## WRITTEN REQUEST
Find every line in the items below that contains the word "boat", and copy each of those lines.
--------------------------------------------------
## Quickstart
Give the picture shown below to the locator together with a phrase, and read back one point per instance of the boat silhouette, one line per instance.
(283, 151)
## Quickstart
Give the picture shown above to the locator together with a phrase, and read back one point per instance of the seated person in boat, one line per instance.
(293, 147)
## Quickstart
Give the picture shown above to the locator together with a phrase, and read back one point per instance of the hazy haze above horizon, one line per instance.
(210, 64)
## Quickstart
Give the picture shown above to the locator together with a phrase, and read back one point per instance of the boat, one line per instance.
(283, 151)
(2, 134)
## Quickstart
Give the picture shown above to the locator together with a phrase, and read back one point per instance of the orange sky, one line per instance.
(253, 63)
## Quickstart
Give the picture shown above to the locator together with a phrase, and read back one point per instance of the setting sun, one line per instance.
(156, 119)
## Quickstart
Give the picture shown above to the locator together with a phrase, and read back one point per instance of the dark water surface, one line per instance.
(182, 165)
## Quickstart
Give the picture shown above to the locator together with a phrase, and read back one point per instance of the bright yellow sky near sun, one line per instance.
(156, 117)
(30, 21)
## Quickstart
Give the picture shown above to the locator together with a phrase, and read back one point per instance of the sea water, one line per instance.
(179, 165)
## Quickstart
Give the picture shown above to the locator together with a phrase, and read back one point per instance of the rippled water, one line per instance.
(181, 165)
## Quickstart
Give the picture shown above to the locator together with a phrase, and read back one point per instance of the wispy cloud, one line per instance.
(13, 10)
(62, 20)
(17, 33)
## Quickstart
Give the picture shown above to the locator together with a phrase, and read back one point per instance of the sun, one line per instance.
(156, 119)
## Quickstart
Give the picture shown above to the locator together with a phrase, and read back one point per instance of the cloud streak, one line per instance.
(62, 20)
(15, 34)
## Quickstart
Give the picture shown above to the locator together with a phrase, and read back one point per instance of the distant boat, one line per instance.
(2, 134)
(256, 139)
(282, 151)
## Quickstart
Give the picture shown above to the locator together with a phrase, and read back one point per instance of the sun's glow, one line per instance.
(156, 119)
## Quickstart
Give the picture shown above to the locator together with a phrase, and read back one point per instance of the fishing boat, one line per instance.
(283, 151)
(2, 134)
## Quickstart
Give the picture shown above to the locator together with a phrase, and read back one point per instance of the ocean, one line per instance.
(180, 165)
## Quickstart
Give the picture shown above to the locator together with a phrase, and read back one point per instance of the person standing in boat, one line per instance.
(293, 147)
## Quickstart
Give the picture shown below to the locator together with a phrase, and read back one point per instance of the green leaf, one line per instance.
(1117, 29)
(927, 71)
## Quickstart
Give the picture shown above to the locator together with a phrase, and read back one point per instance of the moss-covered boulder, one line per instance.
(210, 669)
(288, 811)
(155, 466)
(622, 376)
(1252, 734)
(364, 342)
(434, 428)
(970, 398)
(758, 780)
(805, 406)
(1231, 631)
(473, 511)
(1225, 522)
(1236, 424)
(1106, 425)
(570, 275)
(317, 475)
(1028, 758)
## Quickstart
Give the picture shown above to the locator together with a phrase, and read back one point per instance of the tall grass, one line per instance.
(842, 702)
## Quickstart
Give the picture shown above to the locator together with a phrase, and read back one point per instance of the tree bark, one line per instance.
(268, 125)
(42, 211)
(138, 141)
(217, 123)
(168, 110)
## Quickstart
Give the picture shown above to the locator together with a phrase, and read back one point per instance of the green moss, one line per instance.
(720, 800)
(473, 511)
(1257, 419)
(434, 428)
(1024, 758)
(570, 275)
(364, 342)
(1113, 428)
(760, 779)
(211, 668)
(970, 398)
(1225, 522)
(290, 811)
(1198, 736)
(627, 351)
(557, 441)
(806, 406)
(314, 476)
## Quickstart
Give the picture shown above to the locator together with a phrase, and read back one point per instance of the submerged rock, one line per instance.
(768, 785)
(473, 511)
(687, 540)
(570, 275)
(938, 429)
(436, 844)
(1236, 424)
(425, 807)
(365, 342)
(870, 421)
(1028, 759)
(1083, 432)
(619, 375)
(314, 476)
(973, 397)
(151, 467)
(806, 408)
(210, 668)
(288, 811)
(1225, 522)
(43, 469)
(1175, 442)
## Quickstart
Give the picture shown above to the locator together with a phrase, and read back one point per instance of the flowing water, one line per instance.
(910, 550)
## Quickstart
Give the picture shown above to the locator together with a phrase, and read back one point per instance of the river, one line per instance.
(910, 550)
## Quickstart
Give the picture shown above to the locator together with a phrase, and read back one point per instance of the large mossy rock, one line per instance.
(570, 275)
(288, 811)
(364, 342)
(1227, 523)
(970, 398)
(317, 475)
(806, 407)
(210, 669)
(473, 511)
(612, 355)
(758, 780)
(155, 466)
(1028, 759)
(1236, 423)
--------------------------------------------------
## RESPONSE TO THE TASK
Give the picture shown below to the locator together with a phrase, and read back one point per instance of the boat silhouette, one line per instance.
Give the picture shown above to the locator together with a phrase, and read back one point per instance of the seated person in boat, one line per instance.
Give the picture shown above to the locator together with a phrase, and read back one point per instance of the boat, one line per instance.
Give the picture shown above to the locator together with a phrase, and read back one point per instance of the distant boat, one line per instance.
Give the picture shown above to the locator together with a phrase, and read back one point per instance of the fishing boat, one line per instance.
Give the picture shown above to the locator together with a phrase, and read back one point per instance of the person standing in boat, one line per instance.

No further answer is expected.